Source records —
※
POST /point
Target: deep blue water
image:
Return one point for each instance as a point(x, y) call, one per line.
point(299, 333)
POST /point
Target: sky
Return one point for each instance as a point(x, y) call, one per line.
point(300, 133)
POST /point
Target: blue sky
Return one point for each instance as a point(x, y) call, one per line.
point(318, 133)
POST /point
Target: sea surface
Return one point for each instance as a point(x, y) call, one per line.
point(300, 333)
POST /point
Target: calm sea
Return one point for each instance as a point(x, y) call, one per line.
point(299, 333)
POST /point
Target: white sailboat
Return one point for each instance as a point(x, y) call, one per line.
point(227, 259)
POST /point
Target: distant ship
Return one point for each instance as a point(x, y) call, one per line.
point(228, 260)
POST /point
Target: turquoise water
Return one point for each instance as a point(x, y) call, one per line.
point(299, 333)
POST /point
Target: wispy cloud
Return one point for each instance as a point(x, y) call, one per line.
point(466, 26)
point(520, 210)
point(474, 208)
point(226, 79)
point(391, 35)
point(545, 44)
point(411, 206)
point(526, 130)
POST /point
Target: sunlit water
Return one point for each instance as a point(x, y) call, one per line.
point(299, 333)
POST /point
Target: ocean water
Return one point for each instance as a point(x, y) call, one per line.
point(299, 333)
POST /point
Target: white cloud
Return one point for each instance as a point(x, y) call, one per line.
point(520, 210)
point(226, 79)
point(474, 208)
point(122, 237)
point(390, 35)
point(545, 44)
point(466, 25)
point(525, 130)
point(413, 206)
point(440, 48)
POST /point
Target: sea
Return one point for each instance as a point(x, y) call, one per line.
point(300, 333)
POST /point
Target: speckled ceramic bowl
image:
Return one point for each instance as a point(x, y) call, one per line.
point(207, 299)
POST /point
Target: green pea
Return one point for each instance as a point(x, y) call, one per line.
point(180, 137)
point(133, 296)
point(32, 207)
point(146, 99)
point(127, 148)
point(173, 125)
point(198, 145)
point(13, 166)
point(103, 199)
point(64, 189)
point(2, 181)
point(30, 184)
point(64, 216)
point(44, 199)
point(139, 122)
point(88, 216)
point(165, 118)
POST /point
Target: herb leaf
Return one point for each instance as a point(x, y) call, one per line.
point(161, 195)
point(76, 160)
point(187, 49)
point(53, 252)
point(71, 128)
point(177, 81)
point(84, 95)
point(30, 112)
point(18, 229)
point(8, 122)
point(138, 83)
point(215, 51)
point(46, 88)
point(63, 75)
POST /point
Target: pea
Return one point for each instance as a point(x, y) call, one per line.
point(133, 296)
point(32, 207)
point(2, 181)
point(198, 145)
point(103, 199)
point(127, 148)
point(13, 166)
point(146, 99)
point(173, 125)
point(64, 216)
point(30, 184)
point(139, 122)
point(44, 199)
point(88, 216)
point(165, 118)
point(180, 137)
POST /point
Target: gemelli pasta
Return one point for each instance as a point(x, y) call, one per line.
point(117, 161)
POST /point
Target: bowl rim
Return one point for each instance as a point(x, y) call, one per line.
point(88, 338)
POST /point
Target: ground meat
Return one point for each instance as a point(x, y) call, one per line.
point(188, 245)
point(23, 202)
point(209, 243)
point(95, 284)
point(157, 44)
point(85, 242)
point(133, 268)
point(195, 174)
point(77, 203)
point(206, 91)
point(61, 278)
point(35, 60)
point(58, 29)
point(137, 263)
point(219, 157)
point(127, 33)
※
Task —
Render the rows above as a numbered list, starting at their first line and ending at the line that contains "point(440, 48)", leaving out any blank lines.

Exercise result —
1. POST /point
2. Target: deep blue water
3. image:
4. Return one point for each instance as a point(x, y) call, one per line.
5. point(299, 333)
6. POST /point
7. Target: sky
8. Return one point for each instance as a point(x, y) call, one per line.
9. point(300, 133)
10. POST /point
11. Target: blue sky
12. Return one point for each instance as a point(x, y) call, one per line.
13. point(318, 133)
14. POST /point
15. Target: sea surface
16. Return one point for each instance as a point(x, y) call, one per line.
17. point(300, 333)
18. POST /point
19. Target: calm sea
20. Return one point for each instance as a point(x, y) call, one per line.
21. point(299, 333)
22. POST /point
23. Target: white sailboat
24. Return one point for each instance as a point(x, y) call, one per line.
25. point(227, 259)
26. POST /point
27. Target: distant ship
28. Return one point for each instance as a point(x, y) call, one per line.
29. point(228, 260)
30. POST /point
31. Target: turquoise water
32. Return one point for each instance as a point(x, y) call, one per line.
33. point(299, 333)
34. POST /point
35. Target: wispy cloud
36. Return one point for each instance as a point(x, y) call, one per line.
37. point(466, 26)
38. point(520, 210)
39. point(474, 208)
40. point(226, 79)
41. point(391, 35)
42. point(545, 44)
43. point(411, 206)
44. point(526, 130)
45. POST /point
46. Target: sunlit water
47. Return one point for each instance as a point(x, y) call, one per line.
48. point(299, 333)
49. POST /point
50. Target: ocean water
51. Return one point for each instance as a point(x, y) call, one per line.
52. point(299, 333)
53. POST /point
54. Target: white cloud
55. Return one point for each instance as a point(x, y) call, one per line.
56. point(520, 210)
57. point(226, 79)
58. point(474, 208)
59. point(122, 237)
60. point(390, 35)
61. point(545, 44)
62. point(466, 25)
63. point(525, 130)
64. point(413, 206)
65. point(440, 48)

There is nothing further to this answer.